Short exercise:
Give back the whole listing exactly as shown.

* START *

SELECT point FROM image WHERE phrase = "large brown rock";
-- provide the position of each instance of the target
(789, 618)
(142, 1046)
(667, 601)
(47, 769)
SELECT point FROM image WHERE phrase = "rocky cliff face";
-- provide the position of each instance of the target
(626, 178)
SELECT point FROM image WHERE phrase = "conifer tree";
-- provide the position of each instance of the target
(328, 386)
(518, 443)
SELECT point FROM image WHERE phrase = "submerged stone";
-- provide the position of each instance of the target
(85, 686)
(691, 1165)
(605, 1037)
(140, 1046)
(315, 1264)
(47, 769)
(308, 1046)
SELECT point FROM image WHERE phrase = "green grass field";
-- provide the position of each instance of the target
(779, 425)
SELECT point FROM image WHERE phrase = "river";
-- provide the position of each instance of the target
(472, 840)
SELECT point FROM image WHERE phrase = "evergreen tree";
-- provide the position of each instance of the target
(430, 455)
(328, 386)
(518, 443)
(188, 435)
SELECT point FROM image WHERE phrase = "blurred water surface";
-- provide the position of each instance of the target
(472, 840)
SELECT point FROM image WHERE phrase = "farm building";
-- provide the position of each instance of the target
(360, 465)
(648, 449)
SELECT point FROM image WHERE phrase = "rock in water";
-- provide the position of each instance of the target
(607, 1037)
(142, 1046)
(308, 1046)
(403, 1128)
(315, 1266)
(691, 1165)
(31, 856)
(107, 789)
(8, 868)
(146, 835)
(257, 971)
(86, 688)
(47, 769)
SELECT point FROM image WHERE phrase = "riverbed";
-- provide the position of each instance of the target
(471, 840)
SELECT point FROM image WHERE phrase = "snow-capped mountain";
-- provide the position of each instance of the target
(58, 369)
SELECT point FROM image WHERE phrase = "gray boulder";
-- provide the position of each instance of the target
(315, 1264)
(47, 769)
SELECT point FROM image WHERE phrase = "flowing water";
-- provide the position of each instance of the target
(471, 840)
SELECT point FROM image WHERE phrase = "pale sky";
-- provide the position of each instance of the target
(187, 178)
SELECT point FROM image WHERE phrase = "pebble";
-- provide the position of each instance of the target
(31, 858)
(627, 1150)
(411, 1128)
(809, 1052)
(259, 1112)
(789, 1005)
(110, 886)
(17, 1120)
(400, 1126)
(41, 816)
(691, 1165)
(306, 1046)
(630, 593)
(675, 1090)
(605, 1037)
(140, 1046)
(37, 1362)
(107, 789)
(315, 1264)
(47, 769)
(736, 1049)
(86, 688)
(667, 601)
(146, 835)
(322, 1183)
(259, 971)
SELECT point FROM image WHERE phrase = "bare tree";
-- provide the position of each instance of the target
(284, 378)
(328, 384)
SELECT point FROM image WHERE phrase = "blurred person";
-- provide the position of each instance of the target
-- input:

* END *

Complete answer:
SELECT point FROM image WHERE phrase = "large brown rock";
-- provide the position of each instance of the target
(789, 618)
(142, 1046)
(667, 601)
(47, 769)
SELECT point FROM image WHERE phrase = "rocky cliff face";
-- provide the position of each instance of the target
(626, 178)
SELECT point FROM image WHERE phrase = "conifer tree";
-- provide the position of each instance of the target
(328, 386)
(518, 443)
SELECT point FROM image WHERE phrase = "submerged stone";
-- provide the position of each instance of the target
(85, 686)
(691, 1165)
(605, 1037)
(140, 1046)
(315, 1264)
(47, 769)
(308, 1046)
SELECT point FROM image WHERE phrase = "green grass field";
-- provide the position of each instance of the target
(779, 425)
SELECT point FROM image WHERE phrase = "river";
-- provide the position of each instance of the target
(472, 840)
SELECT point FROM image WHERE phrase = "evergreen tree";
-- provide the position of each instance of the target
(430, 455)
(328, 386)
(518, 443)
(188, 435)
SELECT point FROM image WHERE phrase = "blurred water surface";
-- provide the position of each instance of the target
(472, 840)
SELECT point FROM image WHERE phrase = "farm building";
-- provide the position of each instance of the target
(360, 465)
(648, 449)
SELECT point FROM image WHERE phrase = "rock in water";
-- provide the position of each instance of the target
(607, 1037)
(142, 1046)
(308, 1046)
(403, 1128)
(315, 1266)
(691, 1165)
(31, 856)
(107, 789)
(8, 868)
(146, 835)
(257, 971)
(86, 688)
(47, 769)
SELECT point FROM image WHERE phrase = "riverbed";
-- provide the position of each instance of the target
(471, 840)
SELECT point FROM image WHERE phrase = "snow-capped mountain";
-- provide the position of each instance of the target
(58, 369)
SELECT point FROM image WHERE phrase = "gray boulder";
-- provide the position of each instance of the target
(315, 1264)
(47, 769)
SELECT point FROM image WHERE phrase = "flowing water";
-- provide the position of each instance of the target
(471, 840)
SELECT point FROM image WHERE phrase = "pale sky";
-- provide the position of each instance of the target
(187, 178)
SELECT point FROM image WHERE phrase = "pebble";
-- provide the position of each instance of the target
(31, 858)
(627, 1150)
(411, 1128)
(809, 1052)
(259, 1112)
(789, 1005)
(110, 886)
(17, 1120)
(400, 1126)
(41, 816)
(691, 1165)
(306, 1046)
(630, 593)
(675, 1090)
(605, 1037)
(140, 1046)
(37, 1362)
(107, 789)
(315, 1264)
(47, 769)
(736, 1049)
(86, 688)
(667, 601)
(146, 835)
(322, 1183)
(259, 971)
SELECT point FROM image WHERE phrase = "bare tree";
-- provide the position of each instance of the target
(284, 378)
(328, 384)
SELECT point FROM image WHERE phrase = "blurred person";
-- provide the position of each instance of the target
-- input:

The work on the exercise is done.